:: Records provided ::

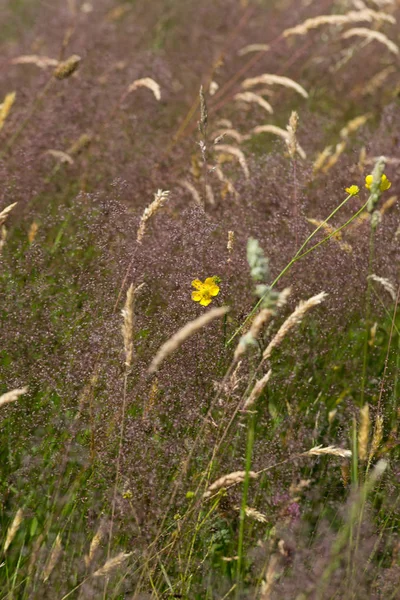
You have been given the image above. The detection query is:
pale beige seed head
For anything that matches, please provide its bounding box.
[358,404,371,461]
[263,292,327,360]
[149,306,229,373]
[4,508,24,552]
[92,552,132,577]
[243,370,272,411]
[0,387,28,406]
[203,471,258,498]
[368,415,383,461]
[42,534,63,582]
[0,202,18,226]
[136,190,169,244]
[0,92,16,131]
[53,54,81,80]
[128,77,161,101]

:: Given request ::
Go from the first line through the line with "[0,387,28,406]" and write those lines out again, replacing "beige" with "white" and keeping everything else the same. Leave the picture out of your answer.

:: Correct answer ::
You have been given the image above. The detection query is:
pale white seed head
For anything that matches, please provide its bounding box.
[358,404,371,461]
[263,292,327,360]
[149,306,229,373]
[4,508,24,552]
[92,552,132,577]
[243,370,272,411]
[0,387,28,406]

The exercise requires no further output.